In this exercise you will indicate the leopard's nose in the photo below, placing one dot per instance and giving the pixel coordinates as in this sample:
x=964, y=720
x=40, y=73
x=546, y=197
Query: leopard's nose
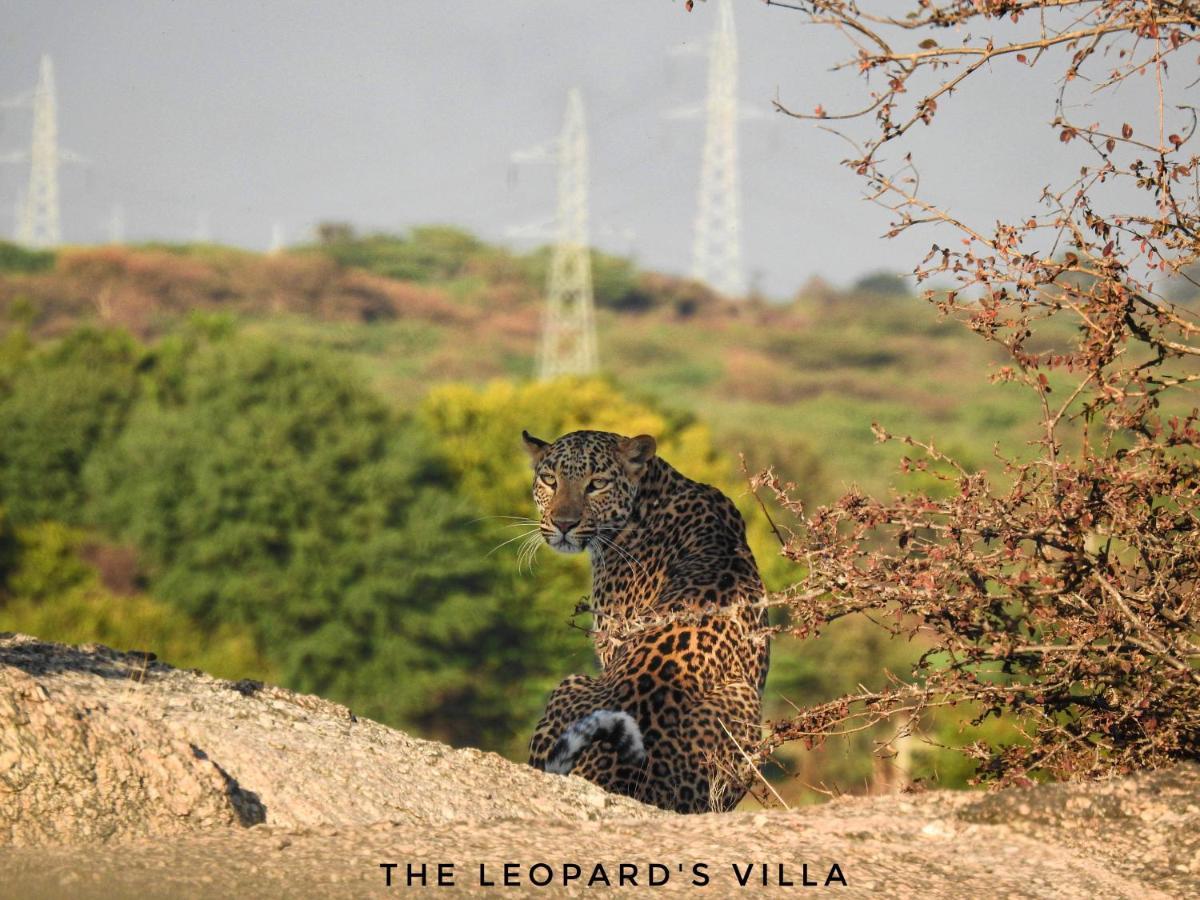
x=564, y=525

==

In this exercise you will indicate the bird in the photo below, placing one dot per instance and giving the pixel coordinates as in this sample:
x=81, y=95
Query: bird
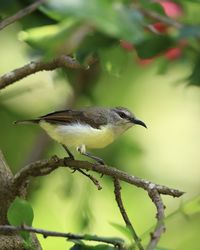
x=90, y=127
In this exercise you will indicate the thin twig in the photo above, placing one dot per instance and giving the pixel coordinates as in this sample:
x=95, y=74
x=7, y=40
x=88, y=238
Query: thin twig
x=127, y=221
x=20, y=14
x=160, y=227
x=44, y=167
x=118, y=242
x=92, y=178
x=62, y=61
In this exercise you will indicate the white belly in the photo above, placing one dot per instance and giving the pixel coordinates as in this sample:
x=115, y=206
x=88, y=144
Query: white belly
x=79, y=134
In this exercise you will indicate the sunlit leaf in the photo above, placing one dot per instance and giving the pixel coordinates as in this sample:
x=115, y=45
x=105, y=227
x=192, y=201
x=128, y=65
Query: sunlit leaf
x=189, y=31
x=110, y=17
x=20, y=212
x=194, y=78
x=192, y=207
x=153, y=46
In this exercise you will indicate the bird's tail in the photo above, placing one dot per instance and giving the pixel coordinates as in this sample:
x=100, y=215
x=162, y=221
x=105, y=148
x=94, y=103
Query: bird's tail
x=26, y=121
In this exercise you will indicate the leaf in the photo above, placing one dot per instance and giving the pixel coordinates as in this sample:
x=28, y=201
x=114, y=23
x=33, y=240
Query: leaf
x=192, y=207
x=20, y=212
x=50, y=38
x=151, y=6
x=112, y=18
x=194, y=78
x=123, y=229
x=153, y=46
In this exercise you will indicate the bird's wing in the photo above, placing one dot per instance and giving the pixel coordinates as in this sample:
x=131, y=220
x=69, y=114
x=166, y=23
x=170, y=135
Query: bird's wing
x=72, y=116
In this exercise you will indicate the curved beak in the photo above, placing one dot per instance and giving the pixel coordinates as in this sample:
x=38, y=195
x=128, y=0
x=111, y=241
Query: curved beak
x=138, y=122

--

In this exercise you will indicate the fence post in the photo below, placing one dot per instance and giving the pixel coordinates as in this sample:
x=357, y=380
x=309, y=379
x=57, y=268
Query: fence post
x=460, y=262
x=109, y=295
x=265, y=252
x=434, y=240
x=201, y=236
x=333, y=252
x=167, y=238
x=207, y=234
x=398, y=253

**EXERCISE DETAILS:**
How many lines in the data above contain the string "sunlit" with the same capitalization? Reply with the number only.

**FINISHED TASK:**
2